● EXERCISES TO COMPLETE
**1.** Answer these about the thread on getting deer hides from processors:
(a) What range of payment per hide does HomesteaderWife first consider offering?
(b) What minimum amount per hide does farmerjan suggest?
(c) What other possible source of hides does Mini Horses mention?
**2.** Extend the thread on getting deer hides from processors, picking up after its final line.

● READING PASSAGE
*****

# Anyone Work at Processors?



## HomesteaderWife (May 18, 2022)

Hey folks, a quick question. Anyone here work at a deer processors or have you in the past? I'm in the process of working with a new place here closer to home and I want to start picking up hides to tan from them this year. He told me that getting them to not hack the hides up would be the fun part. So I said I'd offer them a few bucks per real nice skinned hide to encourage them to do a good job and put a bit extra in their pockets. I'm thinking between $2 - $5 depending on how good the hide comes out - amount of cuts, amount of meat left on, etc. That way we are helping one another out, which will save my back and enable me to take a lot more hides in to tan and put to good use instead of being waste products.

If you were processing, does this sound like a fair deal? I may be willing to offer more later if I can move the hides decently once tanned. I'm hoping to have two booths set up and eventually a craft show where I will sell at. 

Any input greatly appreciated.


----------



## farmerjan (May 18, 2022)

I would think that at least $5.... because it will take alot more time for the person doing the skinning to take the care to not make holes and to skin somewhat "clean"...


----------



## Alaskan (May 18, 2022)

Never hurts to ask


----------



## Mini Horses (May 18, 2022)

Any hunt clubs near you?  Maybe able to get some that way.


----------



## HomesteaderWife (May 19, 2022)

*****

● ENTRIES
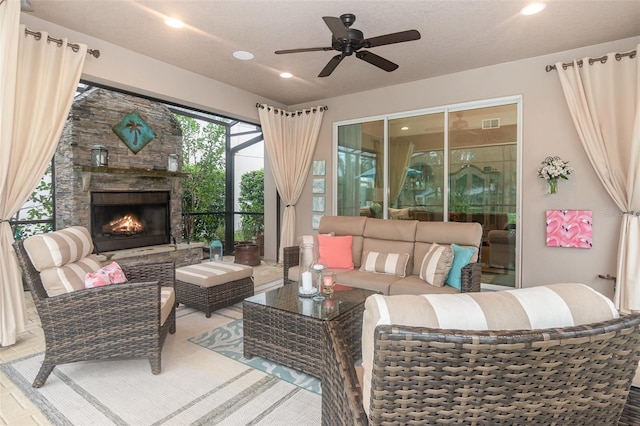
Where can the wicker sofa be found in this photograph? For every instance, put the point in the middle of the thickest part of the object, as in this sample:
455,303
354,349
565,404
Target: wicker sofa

*****

● ANSWER LIST
**1.**
(a) Between $2 and $5, depending on how good the hide comes out.
(b) At least $5.
(c) Hunt clubs near HomesteaderWife.

**2.**
@farmerjan - Indeed, it's just a range so that if one is not the greatest they'll still get something but that way they can get $5 each on the good ones. And if they start to move well at booths/etsy/craft sales then I'll bump it up for us helping one another out. Considering they got close to 1k deer last season, I know it will be hard but it will also enable me to clean out their bins for them. 

@Mini Horses - Not close by, I'm actually going to have to drive close to 30 min just to get these hides. We have a meat processor closer but they have someone picking up deer already and it sounded like they wouldn't budge from that even though I think they're paying THEM to take them.


----------



## messybun (May 19, 2022)

I’m following this page because I’m interested in the responses. I hope they work with you!


----------



## Baymule (May 19, 2022)

$5 is fair.


----------



## HomesteaderWife (May 19, 2022)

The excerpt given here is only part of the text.